Document section:
In Rewriting the Future of American Maritime Industry to Compete with China, a report written for the Washington, D.C.-based Hudson Institute, Michael G. Roberts, a senior fellow at the Hudson Institute’s Center for Defense addresses what he sees as “the deficiencies in U.S. sealift capacity amid increased competition from other countries.”
According to Roberts, American commercial shipbuilders and U.S.-flag shipping companies are at a severe disadvantage in international markets, owning only 3 percent of the 55,000 ships in the global commercial fleet as of 2022. He recommended the U.S. reform policies governing America’s commercial maritime industries to protect supply chains and logistics systems and to deter military conflict.
China, wrote Roberts, “produces more than half of the large commercial ships delivered annually, controls scores of seaports in dozens of foreign countries and owns almost one-fifth of the global commercial fleet.”
The CIA World Factbook states that the privately-owned and commercially operated U.S.-flag cargo fleet numbers 393 vessels, or 27th in the world, behind Russia (11th with 1,143 merchant ships) and China (2nd, with 4,052). The figure includes privately-owned ships and the Military Sealift Command vessels operated by the federal government.
Because the American maritime industry is impacted by the labor shortage currently challenging many other industries, Roberts has proposed legislation to create “a new, limited, second U.S.-flag fleet registry that would be under U.S. control and crewed by allied nations,” which would “at minimal cost to taxpayers…and contribute to U.S. national and economic security in other ways, such as improving supply chain security and deterring gray-zone tactics.”
If such legislation is approved by Congress, Roberts stated that “by the end of the decade the U.S.-flag fleet would close the sealift gap and support U.S. economic and gray-zone security.”

Information provided:
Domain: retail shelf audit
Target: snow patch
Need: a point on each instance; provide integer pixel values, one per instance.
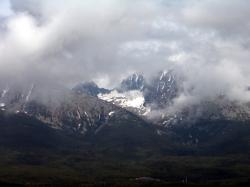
(132, 98)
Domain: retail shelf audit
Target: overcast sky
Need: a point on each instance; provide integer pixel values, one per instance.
(206, 41)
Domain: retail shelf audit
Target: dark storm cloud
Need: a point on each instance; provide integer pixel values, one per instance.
(206, 42)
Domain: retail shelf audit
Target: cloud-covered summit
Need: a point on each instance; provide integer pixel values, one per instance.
(205, 42)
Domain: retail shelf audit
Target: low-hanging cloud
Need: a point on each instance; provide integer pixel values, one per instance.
(206, 42)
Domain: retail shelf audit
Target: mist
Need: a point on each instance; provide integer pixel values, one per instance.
(66, 42)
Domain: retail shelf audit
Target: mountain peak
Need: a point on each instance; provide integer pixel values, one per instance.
(133, 82)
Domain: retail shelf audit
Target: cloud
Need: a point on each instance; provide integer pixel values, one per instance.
(205, 42)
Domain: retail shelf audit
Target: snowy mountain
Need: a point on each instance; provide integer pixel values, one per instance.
(133, 82)
(66, 110)
(140, 96)
(89, 88)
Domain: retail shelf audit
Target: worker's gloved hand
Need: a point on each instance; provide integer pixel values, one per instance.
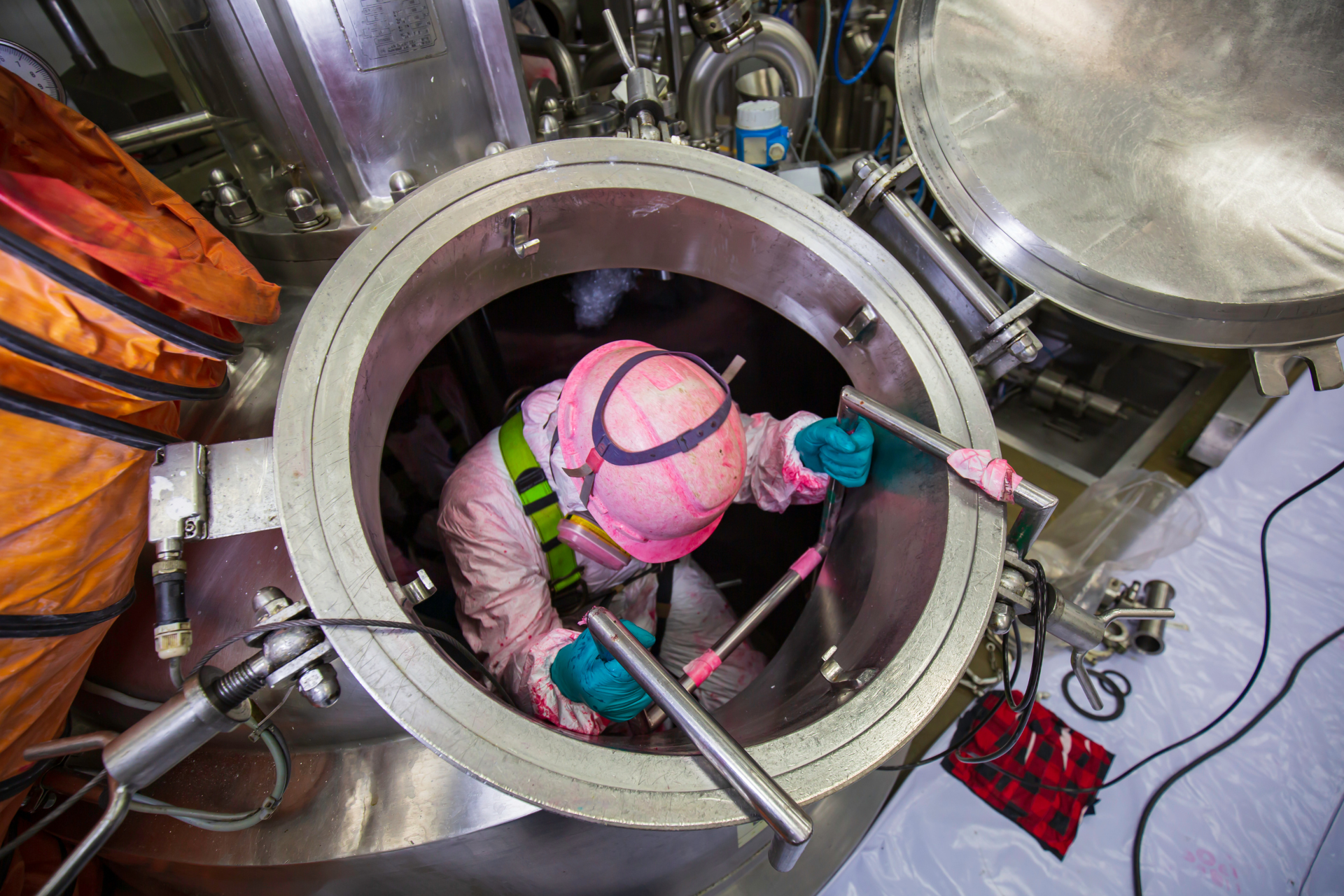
(585, 672)
(846, 458)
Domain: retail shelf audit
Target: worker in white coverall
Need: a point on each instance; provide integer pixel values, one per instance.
(596, 492)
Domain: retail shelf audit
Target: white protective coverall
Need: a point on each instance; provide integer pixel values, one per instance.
(500, 573)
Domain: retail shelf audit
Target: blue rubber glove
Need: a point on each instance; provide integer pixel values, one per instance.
(585, 672)
(828, 449)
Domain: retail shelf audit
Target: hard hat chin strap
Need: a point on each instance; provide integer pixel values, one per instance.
(605, 450)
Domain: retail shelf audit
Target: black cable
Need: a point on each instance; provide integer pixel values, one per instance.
(1256, 720)
(360, 624)
(150, 318)
(50, 817)
(1260, 664)
(1038, 657)
(1152, 801)
(83, 421)
(1034, 679)
(38, 349)
(1102, 678)
(1016, 666)
(948, 751)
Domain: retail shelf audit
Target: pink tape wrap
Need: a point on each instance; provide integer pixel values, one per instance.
(993, 475)
(702, 666)
(806, 564)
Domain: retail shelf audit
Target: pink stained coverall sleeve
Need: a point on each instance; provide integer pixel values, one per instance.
(500, 574)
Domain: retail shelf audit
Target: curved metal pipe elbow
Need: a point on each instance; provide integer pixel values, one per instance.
(858, 49)
(778, 43)
(554, 49)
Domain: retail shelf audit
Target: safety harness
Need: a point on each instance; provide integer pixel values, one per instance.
(569, 592)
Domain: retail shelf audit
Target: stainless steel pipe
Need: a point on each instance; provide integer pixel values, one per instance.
(778, 45)
(790, 824)
(1037, 504)
(166, 131)
(745, 626)
(944, 254)
(566, 70)
(1151, 637)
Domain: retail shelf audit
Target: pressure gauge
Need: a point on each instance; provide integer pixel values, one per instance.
(33, 69)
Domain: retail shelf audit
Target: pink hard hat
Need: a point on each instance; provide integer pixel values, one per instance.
(659, 444)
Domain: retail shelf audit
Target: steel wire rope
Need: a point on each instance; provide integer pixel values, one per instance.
(50, 817)
(360, 624)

What is asked:
1. In the maritime industry text, starting with "According to Roberts, American" and going on through "deter military conflict.", substitute "serious" for "severe" and give the passage again.
2. Continue the text on the American maritime industry and China from the point where it stops.
The items play no part in the work that comes after them.

Responses by task:
1.
According to Roberts, American commercial shipbuilders and U.S.-flag shipping companies are at a serious disadvantage in international markets, owning only 3 percent of the 55,000 ships in the global commercial fleet as of 2022. He recommended the U.S. reform policies governing America’s commercial maritime industries to protect supply chains and logistics systems and to deter military conflict.

2.
American labor unions have pushed back strongly against the idea of foreign crews on U.S.-flag ships, calling the proposal “a threat to the U.S. maritime workforce.”
The Hudson Institute’s Roberts is not the only voice calling for foreign mariners to boost the U.S. shipping presence.
In a recent interview with online Tradewinds news, Sam Norton, CEO of Overseas Shipping Group, the largest U.S.-flag tanker operator, urged the unions to endorse sponsorship of foreign mariners to boost the number of qualified mariners.
In a statement, representatives from the Maritime Trades Department of the AFL-CIO, the Sailors Union of the Pacific, the Seafarers International Union, and other labor groups called the establishment of a second U.S. flag registry “the most egregious proposal in the [Hudson Institute] report,” and stated “taxpayer dollars should not be used to support U.S.-flag vessels that don’t contribute to the pool of civilian mariners and would compromise U.S. security.”
“At this time in our nation’s history, it is imperative that our government act(s) to ensure that our country has the trained and qualified mariners needed by the Department of Defense,” the coalition stated. “It is irresponsible to divert U.S. taxpayer dollars to support and to otherwise encourage the operation of U.S.-flag vessels that do not provide the base of employment necessary to increase and support the U.S. citizen mariner base.”
The labor consortium has urged the Biden administration to reject the proposal and instead, create more opportunities for American maritime workers.
Calls to the AFL-CIO’s Maritime Trades Department seeking further comment were not returned.
In a recent edition of gCaptain, maritime journalist John Konrad linked the shortage of qualified mariners “to low salaries in comparison to other union workers and called for the industry to prioritize the welfare and advancement of mariners, and to push for fair and competitive compensation to ensure the resilience and efficacy of the U.S. maritime maritime sector.”
In real terms, “U.S. maritime captains are earning less today than they were 30 years ago,” he wrote.
“Opportunities on shore, combined with low wages and harsh conditions, are keeping younger workers from signing on to seafaring careers, exacerbating the labor shortage,” stated Konrad.
“The current state of the U.S. maritime industry, particularly the stagnant wages and challenging working conditions faced by American maritime officers, presents a critical juncture and very few incentives for young mariners to remain in the industry over the long term.”